In [28]:
import mongoengine
import os
import configparser
import requests
import json
import numpy as np
import pandas as pd
from opencage.geocoder import OpenCageGeocode
from datetime import datetime

Configparser implementation

In [8]:
config = configparser.ConfigParser()
config.read('config/meetup.cfg')
os.environ['MEETUP_API_KEY'] = config['MEETUP']['API_KEY']
os.environ['OPENCAGE_KEY']=config['OPENCAGE']['KEY']

geocode = OpenCageGeocode(os.environ['OPENCAGE_KEY'])

In [9]:
class Event:
    
    def __init__(self,
                params,
                url_path):
        self.params = params
        self.url_path = url_path
        
    
    def get_event(self, *args, **kwargs):
        
        r = requests.get(self.url_path, params=self.params)
        request_string = r.text
        
        return request_string

In [10]:
default_args = dict(
    country='United Stated',
    key= os.environ['MEETUP_API_KEY'],
    topic='Python'
)

url_meetup_request = "https://api.meetup.com/2/open_events"
events = Event(params=default_args, url_path=url_meetup_request)
response = events.get_event()

In [11]:
json_response = json.loads(response)
data = json_response['results']
len(data)

198

In [31]:
columns = ['id', 'date', 'year', 'month', 'day', 'country', 'city', 'state,', 'address', 'meetup_name', 'meetup_group_name', 'description', 'event_url', 'yes_rsvp_count', 'status']
id, date, year, month, day, country, city, state, address, meetup_name, meetup_group_name, description, event_url, yes_rsvp_count, status = ([] for i in range(15))

for label in data:
    date_event = datetime.fromtimestamp(label['time'] / 1000.0)

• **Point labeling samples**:
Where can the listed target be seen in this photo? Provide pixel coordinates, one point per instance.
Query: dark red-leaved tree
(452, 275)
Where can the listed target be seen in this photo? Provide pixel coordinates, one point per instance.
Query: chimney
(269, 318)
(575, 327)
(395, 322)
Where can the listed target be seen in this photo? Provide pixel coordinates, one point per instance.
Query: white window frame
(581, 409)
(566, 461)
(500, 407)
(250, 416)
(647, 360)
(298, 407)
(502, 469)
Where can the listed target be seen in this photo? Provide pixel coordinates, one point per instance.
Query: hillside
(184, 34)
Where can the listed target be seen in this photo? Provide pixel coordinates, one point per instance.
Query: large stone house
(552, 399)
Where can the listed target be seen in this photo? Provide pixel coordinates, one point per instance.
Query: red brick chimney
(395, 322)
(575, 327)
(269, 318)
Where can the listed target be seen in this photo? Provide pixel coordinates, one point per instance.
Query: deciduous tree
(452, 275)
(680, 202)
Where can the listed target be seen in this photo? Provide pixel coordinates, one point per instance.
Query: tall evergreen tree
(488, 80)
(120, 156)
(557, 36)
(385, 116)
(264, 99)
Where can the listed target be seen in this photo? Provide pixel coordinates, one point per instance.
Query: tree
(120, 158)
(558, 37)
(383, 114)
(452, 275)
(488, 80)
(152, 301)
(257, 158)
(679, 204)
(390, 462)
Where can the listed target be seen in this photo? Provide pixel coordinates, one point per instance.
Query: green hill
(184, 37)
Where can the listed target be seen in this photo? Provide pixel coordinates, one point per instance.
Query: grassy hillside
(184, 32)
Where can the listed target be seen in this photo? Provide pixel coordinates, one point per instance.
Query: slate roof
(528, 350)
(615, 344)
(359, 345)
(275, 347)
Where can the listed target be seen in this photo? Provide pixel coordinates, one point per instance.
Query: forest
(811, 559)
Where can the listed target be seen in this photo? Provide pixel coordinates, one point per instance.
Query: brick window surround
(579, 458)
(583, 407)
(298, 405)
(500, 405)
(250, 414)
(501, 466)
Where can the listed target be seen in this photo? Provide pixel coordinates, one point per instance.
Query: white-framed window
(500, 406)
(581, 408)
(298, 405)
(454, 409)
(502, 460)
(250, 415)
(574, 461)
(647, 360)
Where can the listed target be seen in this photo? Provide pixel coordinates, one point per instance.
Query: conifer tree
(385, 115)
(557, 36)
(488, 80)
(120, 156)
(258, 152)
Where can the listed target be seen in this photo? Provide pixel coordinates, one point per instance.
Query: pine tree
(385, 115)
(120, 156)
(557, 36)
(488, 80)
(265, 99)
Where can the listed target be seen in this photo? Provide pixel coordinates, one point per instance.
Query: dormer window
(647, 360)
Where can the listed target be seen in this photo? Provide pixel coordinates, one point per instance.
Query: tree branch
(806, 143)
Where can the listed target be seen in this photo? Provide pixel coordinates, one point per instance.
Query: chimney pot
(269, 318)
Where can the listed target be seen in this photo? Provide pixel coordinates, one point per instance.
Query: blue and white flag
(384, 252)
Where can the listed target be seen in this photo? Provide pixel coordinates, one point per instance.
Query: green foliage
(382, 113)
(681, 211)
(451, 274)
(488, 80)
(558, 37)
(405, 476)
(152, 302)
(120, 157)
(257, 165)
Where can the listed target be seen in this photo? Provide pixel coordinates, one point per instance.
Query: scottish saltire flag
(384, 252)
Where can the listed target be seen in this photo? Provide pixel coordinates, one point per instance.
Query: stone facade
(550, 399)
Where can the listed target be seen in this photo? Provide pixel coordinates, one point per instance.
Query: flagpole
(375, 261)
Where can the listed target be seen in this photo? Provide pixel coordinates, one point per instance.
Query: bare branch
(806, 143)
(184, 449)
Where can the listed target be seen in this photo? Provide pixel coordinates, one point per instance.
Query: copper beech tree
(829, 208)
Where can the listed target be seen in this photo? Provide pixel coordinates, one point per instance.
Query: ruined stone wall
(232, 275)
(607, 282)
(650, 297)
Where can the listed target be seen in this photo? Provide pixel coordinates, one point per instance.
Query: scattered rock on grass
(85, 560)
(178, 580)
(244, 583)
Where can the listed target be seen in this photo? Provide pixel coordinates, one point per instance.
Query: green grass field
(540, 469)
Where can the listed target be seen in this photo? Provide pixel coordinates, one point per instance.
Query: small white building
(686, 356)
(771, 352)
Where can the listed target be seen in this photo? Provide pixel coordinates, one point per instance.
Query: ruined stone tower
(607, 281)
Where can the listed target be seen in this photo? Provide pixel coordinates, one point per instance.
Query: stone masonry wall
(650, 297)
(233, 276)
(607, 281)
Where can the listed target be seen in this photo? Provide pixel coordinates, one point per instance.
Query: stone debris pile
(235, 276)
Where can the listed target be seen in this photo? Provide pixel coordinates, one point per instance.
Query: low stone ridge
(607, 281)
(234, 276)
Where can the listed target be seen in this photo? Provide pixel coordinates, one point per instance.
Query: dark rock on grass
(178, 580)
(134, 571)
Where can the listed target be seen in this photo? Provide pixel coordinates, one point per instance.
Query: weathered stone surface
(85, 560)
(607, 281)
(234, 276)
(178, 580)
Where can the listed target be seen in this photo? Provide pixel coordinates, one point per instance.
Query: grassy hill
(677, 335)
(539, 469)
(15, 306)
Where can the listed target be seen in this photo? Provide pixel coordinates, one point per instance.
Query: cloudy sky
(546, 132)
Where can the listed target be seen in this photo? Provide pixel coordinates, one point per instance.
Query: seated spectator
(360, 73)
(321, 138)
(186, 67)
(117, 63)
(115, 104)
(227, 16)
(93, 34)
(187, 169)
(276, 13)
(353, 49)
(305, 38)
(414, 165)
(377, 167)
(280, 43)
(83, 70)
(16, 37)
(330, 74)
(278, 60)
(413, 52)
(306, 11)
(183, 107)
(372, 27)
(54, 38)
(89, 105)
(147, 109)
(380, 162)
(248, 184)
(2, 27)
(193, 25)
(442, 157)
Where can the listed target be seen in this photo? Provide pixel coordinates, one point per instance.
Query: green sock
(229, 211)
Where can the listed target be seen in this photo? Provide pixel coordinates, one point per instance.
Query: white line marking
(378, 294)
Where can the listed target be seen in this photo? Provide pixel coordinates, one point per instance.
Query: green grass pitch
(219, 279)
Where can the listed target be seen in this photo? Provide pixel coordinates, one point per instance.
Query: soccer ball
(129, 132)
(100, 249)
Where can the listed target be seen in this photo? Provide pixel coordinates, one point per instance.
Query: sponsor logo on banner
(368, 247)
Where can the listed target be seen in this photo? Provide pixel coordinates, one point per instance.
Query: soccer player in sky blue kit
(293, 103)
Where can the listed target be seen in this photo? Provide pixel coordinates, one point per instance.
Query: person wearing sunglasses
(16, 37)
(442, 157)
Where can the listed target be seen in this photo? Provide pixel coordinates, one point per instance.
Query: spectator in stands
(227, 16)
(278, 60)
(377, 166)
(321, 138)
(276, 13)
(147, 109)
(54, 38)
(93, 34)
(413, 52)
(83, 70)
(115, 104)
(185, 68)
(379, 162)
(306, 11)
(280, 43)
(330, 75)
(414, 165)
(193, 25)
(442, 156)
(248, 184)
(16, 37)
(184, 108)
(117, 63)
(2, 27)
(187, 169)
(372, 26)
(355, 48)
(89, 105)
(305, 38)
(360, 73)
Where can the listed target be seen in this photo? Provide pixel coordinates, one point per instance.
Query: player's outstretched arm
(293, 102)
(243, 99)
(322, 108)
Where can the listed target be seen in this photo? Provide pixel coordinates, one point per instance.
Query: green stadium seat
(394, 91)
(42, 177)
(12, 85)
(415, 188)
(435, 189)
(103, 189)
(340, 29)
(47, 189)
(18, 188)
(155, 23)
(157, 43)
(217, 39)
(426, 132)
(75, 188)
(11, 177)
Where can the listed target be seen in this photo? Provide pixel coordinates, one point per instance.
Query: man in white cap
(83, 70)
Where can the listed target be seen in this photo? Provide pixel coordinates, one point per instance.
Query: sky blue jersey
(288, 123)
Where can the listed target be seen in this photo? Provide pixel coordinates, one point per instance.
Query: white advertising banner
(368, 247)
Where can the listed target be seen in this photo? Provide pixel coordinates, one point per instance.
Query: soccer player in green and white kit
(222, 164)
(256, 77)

• **Required task A**: Set down the part of the Meetup notebook that opens with the words containing "os.environ['MEETUP_API_KEY'] = config['MEETUP']['API_KEY']" and closes with "geocode = OpenCageGeocode(os.environ['OPENCAGE_KEY'])".
• **Required task B**: Work out how many lines of the records contain the string "white", with case counting, and give only that number.
The Meetup notebook and the records have no connection to each other.

• **Complete output A**:
os.environ['MEETUP_API_KEY'] = config['MEETUP']['API_KEY']
os.environ['OPENCAGE_KEY']=config['OPENCAGE']['KEY']

geocode = OpenCageGeocode(os.environ['OPENCAGE_KEY'])

• **Complete output B**: 8